ENUNCIADO 1 ::
Organize as linhas dos registros como uma lista JSON de strings, uma string por linha e sem linhas em branco. Comece na linha que contém "Each instance receives one keypoint. Mark the white" e vá até o fim dos registros.

TEXTO DE LEITURA ::

O revolucionário não se deixa petrificar, portanto, pela melancolia. Ele sabe de onde ela vem e sabe o que fazer com ela.
Tese nº 5
O revolucionário, o comunista, o materialista histórico, não teme a melancolia. Ele a aceita e a perscruta ao aceitá-la. Por meio dela, apreende o mundo. Pelo mundo assim apreendido, compreende a melancolia. Compreende, portanto, a sua melancolia e ao mundo num mesmo movimento.
Tese nº 6
A melancolia, quando nos domina, faz-nos perder a capacidade de atribuir sentido à vida, ao mundo, a nós mesmos, aos outros. Mas é preciso dar sentido à vida, ao mundo, a nós mesmos e aos outros para podermos dominar a melancolia. Dominando a melancolia, somos capazes de dar esse sentido.
Tese nº 7
O sentido que os comunistas atribuem à realidade social posta é o da necessidade de sua superação. Os capitalistas, por sua vez, também atribuem um sentido à realidade. É a sua maneira de suportar a melancolia gerada pelas práticas reificadas coordenadas pelo capital. Mas esse sentido é, bem entendido, o de se comprazer com o fetichismo do capital e, portanto, regozijar-se com a fonte da melancolia. A contradição, então, subsiste, ainda que deslocada para outro patamar. Por isso, o sentido assim atribuído é, no fundo, um entorpecimento. O consumismo, o individualismo, a competitividade capitalista, o próprio ceticismo, o diletantismo, as honrarias, o cultivo do ego, a racionalidade instrumental, o pragmatismo egoísta, o utilitarismo, o lazer alienado, são as múltiplas expressões desse ópio. Mas isso tudo não supera a melancolia. Apenas a deixa momentaneamente anestesiada. Ela retornará como um tigre faminto assim que passar o torpor.

ENUNCIADO 2 ::
Responda com base no texto sobre a melancolia:
(a) Segundo a Tese nº 5, que duas coisas o revolucionário faz com a melancolia?
(b) Segundo a Tese nº 7, que sentido os comunistas atribuem à realidade social posta?
(c) Segundo a Tese nº 7, a que a melancolia é comparada quando retornar após o torpor?

REGISTROS FORNECIDOS ::
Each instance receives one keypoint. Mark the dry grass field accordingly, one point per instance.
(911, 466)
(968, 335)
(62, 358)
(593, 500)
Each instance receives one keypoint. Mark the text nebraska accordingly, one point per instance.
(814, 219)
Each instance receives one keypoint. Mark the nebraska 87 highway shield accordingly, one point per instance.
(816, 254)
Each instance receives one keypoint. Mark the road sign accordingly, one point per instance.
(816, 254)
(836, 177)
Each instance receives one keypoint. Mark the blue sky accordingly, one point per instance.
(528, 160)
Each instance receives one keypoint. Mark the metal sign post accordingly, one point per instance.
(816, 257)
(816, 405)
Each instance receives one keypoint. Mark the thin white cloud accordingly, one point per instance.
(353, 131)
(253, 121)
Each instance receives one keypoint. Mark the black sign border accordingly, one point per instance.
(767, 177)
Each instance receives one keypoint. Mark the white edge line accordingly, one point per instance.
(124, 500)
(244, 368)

RESOLUÇÃO 1 ::
[
  "Each instance receives one keypoint. Mark the white edge line accordingly, one point per instance.",
  "(124, 500)",
  "(244, 368)"
]

RESOLUÇÃO 2 ::
(a) Ele a aceita e a perscruta.
(b) O da necessidade de sua superação.
(c) A um tigre faminto.